═════ INFORMATION SUPPLIED
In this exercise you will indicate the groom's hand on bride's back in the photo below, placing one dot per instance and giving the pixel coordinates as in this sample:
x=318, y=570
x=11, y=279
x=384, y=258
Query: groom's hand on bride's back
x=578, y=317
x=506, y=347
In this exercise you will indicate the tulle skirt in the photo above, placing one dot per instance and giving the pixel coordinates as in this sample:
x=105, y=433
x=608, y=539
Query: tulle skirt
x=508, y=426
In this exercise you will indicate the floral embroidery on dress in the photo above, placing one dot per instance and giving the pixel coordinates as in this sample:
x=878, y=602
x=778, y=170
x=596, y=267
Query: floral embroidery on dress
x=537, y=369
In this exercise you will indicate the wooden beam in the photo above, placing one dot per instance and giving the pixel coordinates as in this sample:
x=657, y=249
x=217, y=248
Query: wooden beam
══════════
Can you reproduce every row above word for word, leaving nothing out and changing nothing?

In this exercise you will indicate the groom's hand on bride's back in the photo below, placing one dot per instance and giving the pixel coordinates as in this sample:
x=318, y=570
x=11, y=279
x=384, y=258
Query: groom's hand on bride's back
x=578, y=317
x=506, y=347
In this exercise you will indicate the tulle skirt in the photo above, placing one dot per instance and giving the pixel coordinates as in this sample:
x=105, y=433
x=608, y=539
Query: tulle skirt
x=508, y=426
In this exercise you will indicate the floral embroidery on dress in the photo above, placing one dot per instance and giving the pixel coordinates as in this sample:
x=878, y=602
x=778, y=170
x=596, y=267
Query: floral embroidery on dress
x=537, y=369
In this exercise you will indicate the wooden beam in the photo above, placing one dot per instance and giving the pixel coordinates as in this sample:
x=657, y=249
x=217, y=248
Query: wooden beam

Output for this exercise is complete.